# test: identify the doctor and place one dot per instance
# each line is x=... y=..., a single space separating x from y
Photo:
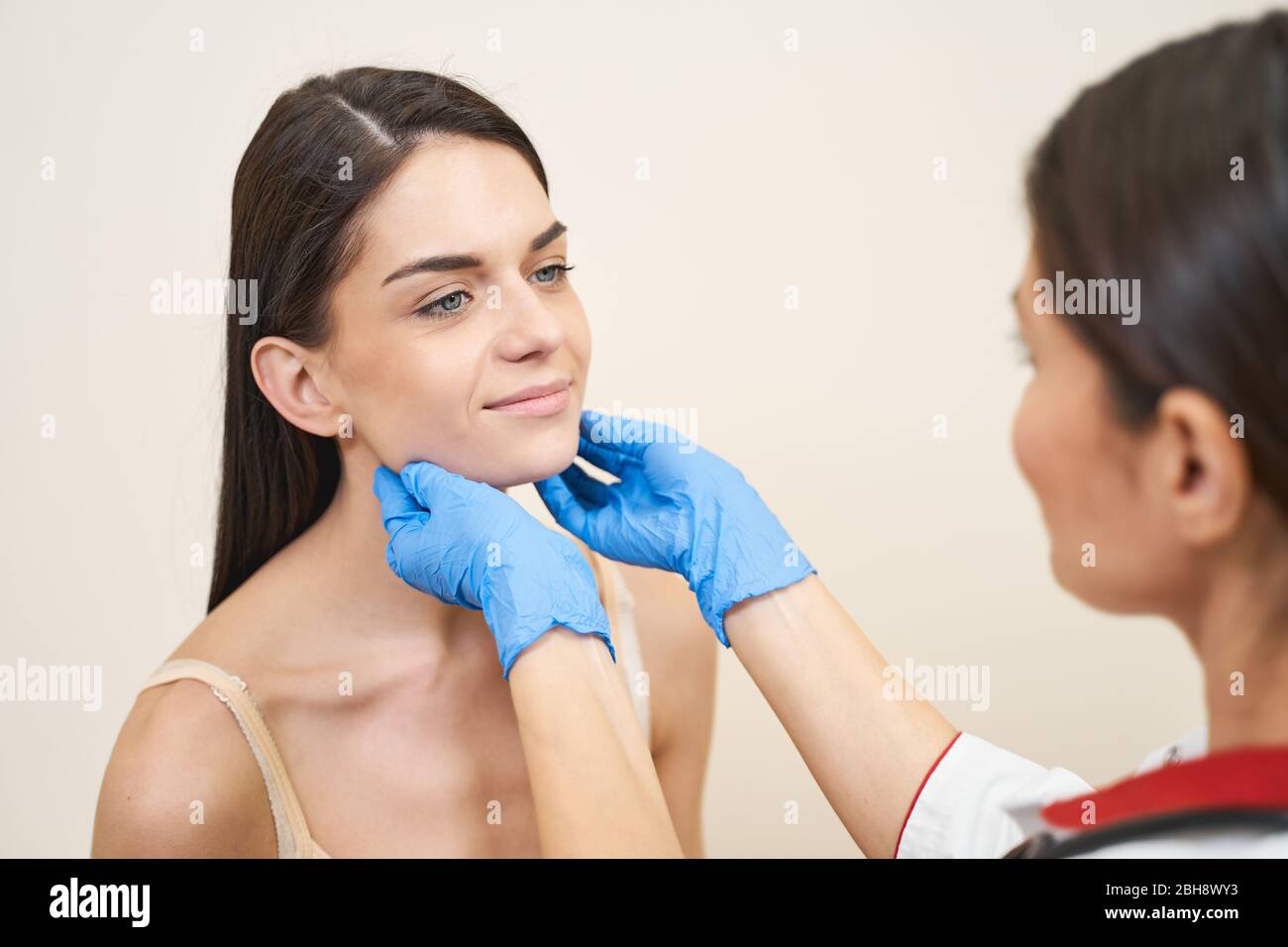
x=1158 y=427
...
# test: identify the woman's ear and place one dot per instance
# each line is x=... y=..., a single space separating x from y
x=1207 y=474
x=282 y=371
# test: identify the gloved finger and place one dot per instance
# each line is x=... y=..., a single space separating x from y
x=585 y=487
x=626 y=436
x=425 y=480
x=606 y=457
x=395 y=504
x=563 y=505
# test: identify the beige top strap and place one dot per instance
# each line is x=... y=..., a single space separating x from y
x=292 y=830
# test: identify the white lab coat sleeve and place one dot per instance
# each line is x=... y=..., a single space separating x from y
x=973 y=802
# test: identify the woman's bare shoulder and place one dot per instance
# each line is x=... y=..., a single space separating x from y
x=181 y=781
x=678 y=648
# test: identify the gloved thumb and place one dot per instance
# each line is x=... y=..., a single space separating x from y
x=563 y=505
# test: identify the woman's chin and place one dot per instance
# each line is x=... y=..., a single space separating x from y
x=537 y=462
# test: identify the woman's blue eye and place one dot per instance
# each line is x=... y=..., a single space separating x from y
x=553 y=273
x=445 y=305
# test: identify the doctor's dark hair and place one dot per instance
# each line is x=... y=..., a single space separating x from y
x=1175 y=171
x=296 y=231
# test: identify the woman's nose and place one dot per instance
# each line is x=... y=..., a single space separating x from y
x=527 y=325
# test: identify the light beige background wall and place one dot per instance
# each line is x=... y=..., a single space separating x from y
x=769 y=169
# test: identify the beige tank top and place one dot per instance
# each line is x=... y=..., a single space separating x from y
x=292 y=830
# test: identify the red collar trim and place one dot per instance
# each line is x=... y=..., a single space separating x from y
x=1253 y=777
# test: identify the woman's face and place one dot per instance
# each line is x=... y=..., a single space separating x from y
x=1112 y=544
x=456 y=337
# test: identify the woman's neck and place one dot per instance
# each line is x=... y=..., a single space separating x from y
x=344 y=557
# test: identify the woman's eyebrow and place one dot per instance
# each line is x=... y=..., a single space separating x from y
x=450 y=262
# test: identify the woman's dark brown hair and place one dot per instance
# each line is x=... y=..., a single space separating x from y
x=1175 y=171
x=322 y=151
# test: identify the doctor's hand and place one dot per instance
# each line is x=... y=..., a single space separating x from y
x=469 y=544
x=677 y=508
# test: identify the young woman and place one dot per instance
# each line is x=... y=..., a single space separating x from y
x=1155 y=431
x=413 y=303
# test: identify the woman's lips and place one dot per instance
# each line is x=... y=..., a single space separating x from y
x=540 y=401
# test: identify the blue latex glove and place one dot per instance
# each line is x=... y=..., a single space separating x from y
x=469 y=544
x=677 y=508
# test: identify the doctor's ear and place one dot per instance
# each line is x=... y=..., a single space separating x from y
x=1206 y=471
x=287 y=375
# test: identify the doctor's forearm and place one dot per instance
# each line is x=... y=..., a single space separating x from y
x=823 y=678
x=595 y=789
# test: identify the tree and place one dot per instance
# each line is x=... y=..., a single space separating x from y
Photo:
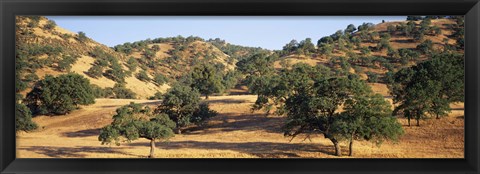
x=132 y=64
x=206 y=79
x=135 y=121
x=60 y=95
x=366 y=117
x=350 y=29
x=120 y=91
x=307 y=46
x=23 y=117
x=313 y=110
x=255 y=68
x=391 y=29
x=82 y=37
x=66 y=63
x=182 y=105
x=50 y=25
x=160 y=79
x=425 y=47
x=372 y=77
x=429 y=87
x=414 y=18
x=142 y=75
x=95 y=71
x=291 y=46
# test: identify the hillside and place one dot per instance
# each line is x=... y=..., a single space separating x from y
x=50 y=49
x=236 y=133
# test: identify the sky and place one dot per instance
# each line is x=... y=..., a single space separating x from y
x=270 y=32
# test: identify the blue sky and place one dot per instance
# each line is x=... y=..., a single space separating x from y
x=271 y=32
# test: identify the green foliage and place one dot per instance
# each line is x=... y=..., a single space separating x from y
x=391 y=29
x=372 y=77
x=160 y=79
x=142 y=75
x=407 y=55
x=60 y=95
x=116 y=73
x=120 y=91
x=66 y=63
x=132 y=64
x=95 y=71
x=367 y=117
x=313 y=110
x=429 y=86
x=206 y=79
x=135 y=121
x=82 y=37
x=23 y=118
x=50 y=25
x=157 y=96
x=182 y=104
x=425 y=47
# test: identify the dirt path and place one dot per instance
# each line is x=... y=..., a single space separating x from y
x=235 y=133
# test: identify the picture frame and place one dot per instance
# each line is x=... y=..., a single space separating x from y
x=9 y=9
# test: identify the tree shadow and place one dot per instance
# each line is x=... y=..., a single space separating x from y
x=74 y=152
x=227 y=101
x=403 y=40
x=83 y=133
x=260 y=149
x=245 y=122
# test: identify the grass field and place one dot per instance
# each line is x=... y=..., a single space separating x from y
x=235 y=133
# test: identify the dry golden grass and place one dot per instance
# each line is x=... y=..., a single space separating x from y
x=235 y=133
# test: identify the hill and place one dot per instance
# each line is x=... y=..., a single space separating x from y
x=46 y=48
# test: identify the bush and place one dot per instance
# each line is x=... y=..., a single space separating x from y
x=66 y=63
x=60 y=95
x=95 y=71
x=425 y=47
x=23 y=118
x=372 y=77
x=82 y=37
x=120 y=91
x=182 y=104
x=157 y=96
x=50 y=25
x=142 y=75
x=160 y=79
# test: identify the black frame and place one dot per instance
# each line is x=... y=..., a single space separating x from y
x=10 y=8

**GOAL:**
Copy out, in full, each row above that contains the word "hair".

**OUTPUT FOR THIS TASK:**
# test: identify the doctor's dark hair and place one dot per instance
# test: identify the woman's dark brown hair and place one dot per instance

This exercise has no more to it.